:: Text segment ::
Staggering toward quantum fault-tolerance

Happy Hanukkah! I’m returning to Austin from a Bay Area trip that included the annual Q2B (Quantum 2 Business) conference. This year, for the first time, I opened the conference, with a talk on “The Future of Quantum Supremacy Experiments,” rather than closing it with my usual ask-me-anything session.

The biggest talk at Q2B this year was yesterday’s announcement, by a Harvard/MIT/QuEra team led by Misha Lukin and Vlad Vuletic, to have demonstrated “useful” quantum error-correction, for some definition of “useful,” in neutral atoms (see here for the Nature paper). To drill down a bit into what they did:

• They ran experiments with up to 280 physical qubits, which simulated up to 48 logical qubits.
• They demonstrated surface codes of varying sizes as well as color codes.
• They performed over 200 two-qubit transversal gates on their encoded logical qubits.
• They did a couple demonstrations, including the creation and verification of an encoded GHZ state and (more impressively) an encoded IQP circuit, whose outputs were validated using the Linear Cross-Entropy Benchmark (LXEB).
• Crucially, they showed that in their system, the use of logically encoded qubits produced a modest “net gain” in success probability compared to not using encoding, consistent with theoretical expectations (though see below for the caveats). With a 48-qubit encoded IQP circuit with a few hundred gates, for example, they achieved an LXEB score of 1.1, compared to a record of ~1.01 for unencoded physical qubits.
• At least with their GHZ demonstration and with a particular decoding strategy (about which more later), they showed that their success probability improves with increasing code size.

:: Record set ::
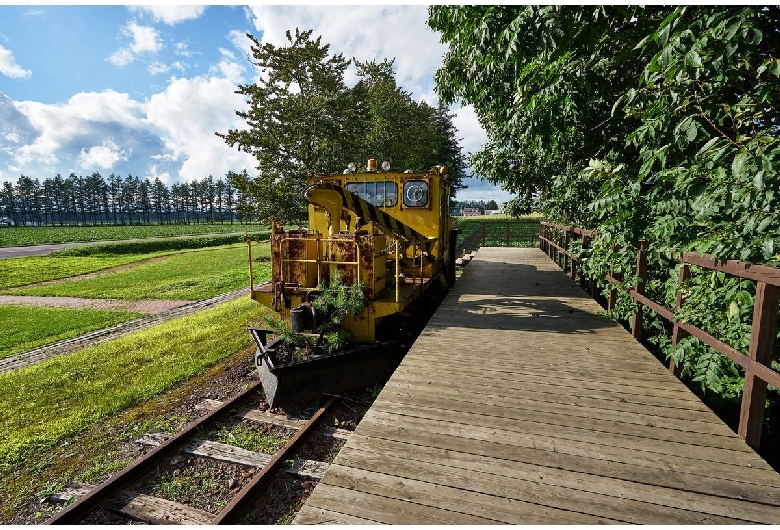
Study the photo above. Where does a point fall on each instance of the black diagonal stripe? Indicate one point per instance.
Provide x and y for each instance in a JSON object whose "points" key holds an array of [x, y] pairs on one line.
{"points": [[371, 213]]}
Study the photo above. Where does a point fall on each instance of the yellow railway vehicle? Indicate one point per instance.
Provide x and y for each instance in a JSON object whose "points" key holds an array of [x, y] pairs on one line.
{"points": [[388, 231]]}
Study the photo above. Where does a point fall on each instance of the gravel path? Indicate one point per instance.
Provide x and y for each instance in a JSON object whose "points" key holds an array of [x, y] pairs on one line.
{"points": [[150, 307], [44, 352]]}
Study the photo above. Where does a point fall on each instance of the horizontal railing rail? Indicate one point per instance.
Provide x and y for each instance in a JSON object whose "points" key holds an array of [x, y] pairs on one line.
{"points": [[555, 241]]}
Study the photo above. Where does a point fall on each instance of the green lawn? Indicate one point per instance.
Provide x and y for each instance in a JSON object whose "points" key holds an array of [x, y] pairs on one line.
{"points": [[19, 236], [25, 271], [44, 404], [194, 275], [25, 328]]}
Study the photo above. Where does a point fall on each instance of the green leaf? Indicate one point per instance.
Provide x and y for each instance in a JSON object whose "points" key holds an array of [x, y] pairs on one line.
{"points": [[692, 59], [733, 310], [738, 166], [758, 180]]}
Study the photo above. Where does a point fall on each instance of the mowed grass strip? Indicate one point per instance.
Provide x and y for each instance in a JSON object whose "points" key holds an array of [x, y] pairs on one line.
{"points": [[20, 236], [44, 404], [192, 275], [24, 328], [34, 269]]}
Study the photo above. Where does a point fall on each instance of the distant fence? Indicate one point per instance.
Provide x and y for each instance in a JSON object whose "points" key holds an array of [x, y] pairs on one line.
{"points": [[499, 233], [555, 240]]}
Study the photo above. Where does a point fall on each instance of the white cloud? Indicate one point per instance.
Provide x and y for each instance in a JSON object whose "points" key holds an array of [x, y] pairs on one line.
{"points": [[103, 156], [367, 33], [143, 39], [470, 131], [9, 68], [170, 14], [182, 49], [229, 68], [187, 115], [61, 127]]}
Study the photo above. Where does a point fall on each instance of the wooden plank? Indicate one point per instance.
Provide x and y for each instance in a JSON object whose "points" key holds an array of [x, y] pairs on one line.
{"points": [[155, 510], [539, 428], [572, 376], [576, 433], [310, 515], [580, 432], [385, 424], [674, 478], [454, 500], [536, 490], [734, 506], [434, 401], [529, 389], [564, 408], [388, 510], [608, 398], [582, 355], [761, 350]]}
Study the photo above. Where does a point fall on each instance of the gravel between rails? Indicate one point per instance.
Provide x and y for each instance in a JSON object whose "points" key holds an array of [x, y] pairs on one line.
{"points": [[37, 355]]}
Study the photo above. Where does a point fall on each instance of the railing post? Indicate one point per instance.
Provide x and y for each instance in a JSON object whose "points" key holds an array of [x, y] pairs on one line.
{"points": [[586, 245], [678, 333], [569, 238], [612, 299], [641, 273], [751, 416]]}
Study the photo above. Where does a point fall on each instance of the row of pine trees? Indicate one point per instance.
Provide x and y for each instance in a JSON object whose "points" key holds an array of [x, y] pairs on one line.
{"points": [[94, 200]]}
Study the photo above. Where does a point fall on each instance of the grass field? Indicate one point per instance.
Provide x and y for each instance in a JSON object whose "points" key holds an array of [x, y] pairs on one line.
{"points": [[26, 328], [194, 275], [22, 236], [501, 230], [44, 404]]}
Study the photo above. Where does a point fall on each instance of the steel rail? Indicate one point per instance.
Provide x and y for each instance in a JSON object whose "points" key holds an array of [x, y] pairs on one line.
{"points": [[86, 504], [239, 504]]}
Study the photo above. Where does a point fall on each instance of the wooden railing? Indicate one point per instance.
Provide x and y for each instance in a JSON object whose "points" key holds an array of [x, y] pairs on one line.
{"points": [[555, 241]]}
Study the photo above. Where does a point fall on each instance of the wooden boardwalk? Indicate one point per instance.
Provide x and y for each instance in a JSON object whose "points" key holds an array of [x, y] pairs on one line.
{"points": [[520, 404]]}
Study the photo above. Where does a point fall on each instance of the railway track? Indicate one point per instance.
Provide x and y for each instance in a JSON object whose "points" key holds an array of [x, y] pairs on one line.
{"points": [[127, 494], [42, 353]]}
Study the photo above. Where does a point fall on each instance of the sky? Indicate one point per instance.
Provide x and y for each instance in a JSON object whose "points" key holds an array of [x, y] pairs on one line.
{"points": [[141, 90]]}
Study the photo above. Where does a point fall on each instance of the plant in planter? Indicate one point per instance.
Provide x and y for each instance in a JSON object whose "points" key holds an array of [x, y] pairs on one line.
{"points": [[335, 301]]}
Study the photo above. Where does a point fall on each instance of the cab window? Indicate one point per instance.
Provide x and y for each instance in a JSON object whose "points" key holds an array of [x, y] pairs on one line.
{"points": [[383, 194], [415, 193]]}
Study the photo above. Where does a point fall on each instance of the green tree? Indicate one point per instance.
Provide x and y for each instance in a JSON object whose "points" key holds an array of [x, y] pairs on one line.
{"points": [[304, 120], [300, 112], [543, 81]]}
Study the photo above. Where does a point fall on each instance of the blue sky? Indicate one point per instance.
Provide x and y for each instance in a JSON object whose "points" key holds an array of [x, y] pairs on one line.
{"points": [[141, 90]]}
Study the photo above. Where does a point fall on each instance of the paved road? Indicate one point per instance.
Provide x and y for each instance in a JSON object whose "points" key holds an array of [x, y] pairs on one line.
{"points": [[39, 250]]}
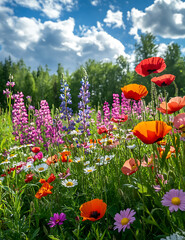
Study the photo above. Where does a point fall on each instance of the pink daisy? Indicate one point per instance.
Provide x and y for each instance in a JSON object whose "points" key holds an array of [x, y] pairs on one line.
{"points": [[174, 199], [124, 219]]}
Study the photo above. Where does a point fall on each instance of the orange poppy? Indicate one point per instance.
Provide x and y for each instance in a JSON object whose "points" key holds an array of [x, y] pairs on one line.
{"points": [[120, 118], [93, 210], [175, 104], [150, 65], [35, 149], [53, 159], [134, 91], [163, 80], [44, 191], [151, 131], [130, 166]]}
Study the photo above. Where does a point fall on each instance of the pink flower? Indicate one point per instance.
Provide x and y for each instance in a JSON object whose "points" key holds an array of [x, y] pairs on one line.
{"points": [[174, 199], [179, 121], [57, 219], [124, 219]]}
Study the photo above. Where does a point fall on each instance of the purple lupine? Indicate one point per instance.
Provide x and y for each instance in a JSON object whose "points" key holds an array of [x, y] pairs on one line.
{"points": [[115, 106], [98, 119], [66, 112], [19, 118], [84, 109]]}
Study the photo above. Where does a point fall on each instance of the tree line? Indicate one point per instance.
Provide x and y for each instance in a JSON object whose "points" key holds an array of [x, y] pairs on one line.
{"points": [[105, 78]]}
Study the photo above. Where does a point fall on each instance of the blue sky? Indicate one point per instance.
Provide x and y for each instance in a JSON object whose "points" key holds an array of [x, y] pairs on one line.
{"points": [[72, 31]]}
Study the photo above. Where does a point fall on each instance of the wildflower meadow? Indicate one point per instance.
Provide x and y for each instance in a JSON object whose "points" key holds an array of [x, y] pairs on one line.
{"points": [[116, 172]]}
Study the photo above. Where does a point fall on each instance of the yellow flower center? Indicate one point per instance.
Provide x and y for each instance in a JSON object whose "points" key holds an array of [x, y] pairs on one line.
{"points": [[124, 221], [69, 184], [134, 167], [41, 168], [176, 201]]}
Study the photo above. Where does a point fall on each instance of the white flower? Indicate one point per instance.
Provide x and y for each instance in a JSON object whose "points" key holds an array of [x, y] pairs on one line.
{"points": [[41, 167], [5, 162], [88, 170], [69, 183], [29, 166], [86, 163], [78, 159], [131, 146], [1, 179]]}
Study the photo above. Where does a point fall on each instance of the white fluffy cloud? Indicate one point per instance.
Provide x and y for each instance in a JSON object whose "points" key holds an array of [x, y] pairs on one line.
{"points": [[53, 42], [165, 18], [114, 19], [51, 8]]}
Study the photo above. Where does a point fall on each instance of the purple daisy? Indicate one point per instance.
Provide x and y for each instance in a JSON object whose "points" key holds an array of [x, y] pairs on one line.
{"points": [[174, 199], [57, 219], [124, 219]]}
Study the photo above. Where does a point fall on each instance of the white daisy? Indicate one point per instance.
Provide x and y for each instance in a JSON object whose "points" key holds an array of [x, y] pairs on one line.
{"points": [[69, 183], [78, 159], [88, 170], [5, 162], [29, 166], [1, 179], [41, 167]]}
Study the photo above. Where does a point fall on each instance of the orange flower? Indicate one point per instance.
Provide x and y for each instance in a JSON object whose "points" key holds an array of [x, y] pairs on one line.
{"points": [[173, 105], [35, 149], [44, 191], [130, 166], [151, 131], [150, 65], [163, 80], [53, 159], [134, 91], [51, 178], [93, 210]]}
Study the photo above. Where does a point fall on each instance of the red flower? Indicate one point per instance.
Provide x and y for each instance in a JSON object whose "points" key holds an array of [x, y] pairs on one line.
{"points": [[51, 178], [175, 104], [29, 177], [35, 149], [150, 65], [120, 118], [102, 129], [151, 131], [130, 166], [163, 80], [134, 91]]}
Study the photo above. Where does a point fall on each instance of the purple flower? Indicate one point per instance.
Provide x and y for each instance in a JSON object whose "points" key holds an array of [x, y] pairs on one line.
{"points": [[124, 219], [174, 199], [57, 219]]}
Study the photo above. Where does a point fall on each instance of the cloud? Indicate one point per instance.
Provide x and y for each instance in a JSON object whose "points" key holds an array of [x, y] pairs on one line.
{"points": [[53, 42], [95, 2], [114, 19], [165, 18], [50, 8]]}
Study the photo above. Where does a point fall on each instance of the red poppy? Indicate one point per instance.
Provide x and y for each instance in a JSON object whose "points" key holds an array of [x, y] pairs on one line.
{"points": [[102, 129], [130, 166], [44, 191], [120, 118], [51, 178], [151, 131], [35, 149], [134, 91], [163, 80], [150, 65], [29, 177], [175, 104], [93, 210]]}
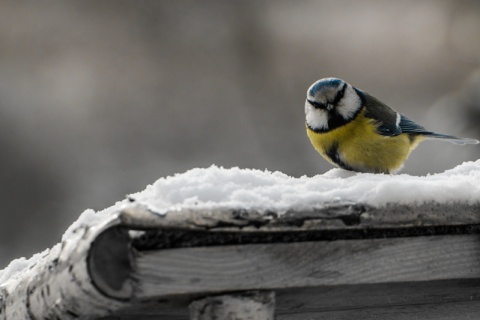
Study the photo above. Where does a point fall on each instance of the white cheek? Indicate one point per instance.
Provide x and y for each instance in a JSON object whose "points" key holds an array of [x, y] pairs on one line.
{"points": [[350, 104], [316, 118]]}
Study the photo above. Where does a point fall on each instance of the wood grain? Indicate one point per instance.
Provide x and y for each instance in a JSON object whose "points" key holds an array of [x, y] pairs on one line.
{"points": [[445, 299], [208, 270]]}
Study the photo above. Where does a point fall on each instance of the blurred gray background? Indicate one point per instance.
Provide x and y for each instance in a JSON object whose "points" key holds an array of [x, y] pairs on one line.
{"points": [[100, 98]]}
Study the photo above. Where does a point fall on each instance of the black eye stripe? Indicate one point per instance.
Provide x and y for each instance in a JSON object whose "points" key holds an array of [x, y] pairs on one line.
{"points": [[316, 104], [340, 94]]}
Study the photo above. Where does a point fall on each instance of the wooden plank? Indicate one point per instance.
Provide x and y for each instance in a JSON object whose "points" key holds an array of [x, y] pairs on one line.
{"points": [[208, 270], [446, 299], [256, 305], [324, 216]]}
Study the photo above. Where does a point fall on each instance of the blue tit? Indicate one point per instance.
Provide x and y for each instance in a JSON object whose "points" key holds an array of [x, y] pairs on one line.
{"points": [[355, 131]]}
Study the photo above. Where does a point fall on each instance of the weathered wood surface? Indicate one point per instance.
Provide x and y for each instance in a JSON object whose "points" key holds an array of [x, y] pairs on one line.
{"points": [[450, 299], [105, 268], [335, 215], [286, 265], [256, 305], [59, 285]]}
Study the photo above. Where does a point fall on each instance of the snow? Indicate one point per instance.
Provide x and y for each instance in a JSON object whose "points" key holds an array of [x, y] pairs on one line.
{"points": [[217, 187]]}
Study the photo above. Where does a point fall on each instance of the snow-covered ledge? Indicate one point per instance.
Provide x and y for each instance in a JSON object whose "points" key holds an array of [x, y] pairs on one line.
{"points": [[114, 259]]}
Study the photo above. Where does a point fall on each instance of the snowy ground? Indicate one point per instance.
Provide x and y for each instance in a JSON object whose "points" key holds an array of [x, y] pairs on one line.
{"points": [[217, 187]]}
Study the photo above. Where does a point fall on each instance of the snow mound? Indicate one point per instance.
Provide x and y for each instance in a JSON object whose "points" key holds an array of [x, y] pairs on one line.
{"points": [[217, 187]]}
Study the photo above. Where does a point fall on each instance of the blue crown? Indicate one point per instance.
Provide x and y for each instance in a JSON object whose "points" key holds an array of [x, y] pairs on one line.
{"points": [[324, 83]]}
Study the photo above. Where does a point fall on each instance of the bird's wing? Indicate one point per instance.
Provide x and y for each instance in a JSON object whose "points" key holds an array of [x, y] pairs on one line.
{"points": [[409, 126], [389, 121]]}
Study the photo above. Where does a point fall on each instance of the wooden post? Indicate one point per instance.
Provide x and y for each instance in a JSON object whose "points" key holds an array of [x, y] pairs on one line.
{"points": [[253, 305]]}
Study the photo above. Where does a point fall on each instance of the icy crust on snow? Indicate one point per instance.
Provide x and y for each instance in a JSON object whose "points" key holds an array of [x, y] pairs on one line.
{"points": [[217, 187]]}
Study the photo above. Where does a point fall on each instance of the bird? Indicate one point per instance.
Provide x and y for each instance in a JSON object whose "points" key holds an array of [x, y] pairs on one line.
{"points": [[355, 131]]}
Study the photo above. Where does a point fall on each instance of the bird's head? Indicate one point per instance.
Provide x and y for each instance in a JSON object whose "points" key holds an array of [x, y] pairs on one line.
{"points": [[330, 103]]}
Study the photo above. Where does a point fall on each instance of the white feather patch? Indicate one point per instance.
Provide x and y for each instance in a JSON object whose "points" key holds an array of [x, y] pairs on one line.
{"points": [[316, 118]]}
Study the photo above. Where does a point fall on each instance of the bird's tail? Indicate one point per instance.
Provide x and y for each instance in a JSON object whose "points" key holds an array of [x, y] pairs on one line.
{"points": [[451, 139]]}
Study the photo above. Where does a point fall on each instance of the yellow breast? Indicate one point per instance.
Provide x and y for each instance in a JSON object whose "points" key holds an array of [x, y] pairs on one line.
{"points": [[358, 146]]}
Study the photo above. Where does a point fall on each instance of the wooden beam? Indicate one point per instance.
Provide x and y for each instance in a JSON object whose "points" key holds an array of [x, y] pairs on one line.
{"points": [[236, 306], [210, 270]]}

:: Your objective ::
Reproduce the passage of the quantum error-correction post above between "Happy Hanukkah! I’m" and "usual ask-me-anything session.", inclusive.

:: Result ::
Happy Hanukkah! I’m returning to Austin from a Bay Area trip that included the annual Q2B (Quantum 2 Business) conference. This year, for the first time, I opened the conference, with a talk on “The Future of Quantum Supremacy Experiments,” rather than closing it with my usual ask-me-anything session.